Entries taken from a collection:
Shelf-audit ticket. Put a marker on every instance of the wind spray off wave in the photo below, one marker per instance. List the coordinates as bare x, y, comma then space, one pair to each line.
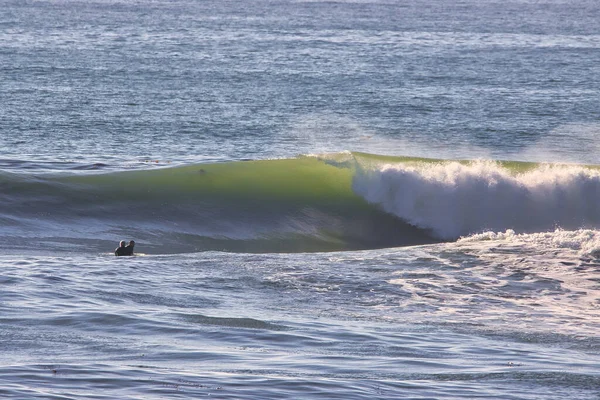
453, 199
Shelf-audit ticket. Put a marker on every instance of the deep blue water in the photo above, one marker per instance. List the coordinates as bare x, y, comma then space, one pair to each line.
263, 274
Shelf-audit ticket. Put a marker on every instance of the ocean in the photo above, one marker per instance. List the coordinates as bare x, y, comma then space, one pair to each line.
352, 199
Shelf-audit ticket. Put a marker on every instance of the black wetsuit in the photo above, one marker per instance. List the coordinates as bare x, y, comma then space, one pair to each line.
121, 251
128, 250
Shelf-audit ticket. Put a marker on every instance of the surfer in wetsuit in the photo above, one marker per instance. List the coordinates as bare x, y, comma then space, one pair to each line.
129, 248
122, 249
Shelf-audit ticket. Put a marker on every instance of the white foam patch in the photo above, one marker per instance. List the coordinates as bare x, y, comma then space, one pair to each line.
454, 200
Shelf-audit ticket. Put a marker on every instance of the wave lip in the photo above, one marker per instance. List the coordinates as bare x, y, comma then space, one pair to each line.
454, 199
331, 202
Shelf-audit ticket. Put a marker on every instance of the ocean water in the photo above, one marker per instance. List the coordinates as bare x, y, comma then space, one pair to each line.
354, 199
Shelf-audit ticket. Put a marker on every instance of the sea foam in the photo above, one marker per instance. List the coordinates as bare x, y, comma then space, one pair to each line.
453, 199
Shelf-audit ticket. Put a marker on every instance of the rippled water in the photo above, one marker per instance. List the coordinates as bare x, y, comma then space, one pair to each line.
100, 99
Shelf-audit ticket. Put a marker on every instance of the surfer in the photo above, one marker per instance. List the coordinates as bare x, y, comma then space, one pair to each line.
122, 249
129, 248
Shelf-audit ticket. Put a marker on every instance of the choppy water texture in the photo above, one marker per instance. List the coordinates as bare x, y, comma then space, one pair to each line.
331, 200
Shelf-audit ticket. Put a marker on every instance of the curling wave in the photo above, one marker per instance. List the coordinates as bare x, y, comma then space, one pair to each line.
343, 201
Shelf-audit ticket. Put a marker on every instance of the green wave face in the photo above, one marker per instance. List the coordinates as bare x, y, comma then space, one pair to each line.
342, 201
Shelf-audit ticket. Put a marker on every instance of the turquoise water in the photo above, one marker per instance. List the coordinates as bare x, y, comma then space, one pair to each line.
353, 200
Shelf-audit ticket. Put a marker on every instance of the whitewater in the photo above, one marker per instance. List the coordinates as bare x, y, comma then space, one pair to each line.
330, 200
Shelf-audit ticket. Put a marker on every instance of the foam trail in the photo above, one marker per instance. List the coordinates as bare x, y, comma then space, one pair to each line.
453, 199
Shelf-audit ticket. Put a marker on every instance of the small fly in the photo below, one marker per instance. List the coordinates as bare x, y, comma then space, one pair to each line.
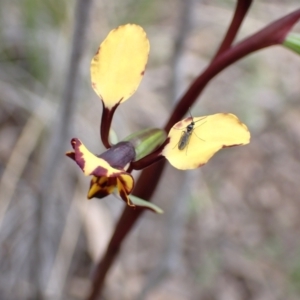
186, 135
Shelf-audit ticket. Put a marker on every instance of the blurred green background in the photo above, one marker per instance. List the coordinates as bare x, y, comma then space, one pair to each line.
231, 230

THE TASK
Omit the pictures. Write out exactly the lines from the one containing "of the whitewater" through the last line of the entries, both of them included.

EXERCISE SOLUTION
Shelf-audit ticket. Put a marker on every instance of the whitewater in the photo above, one marker per instance. List the coordinates as bare x, y, comma then space, one pair to each line.
330, 200
Shelf-audit ticket. Put a marker on every instance of the foam trail in the photo above, one marker per instance. List the coordinates as bare x, y, comma then space, one pair to each line.
453, 199
Shelf-audit ticket. Put a marker on every instance of the small fly in the photo below, one marker per instance. List the coordinates as bare x, y, comma then space, one pair to each line.
186, 135
Shelf-audit ticket. Put a marker on every instance of the blurred green background in the photo above, one marker per instance. List the coordinates as bare x, y, comma then space, one pair to each line.
231, 230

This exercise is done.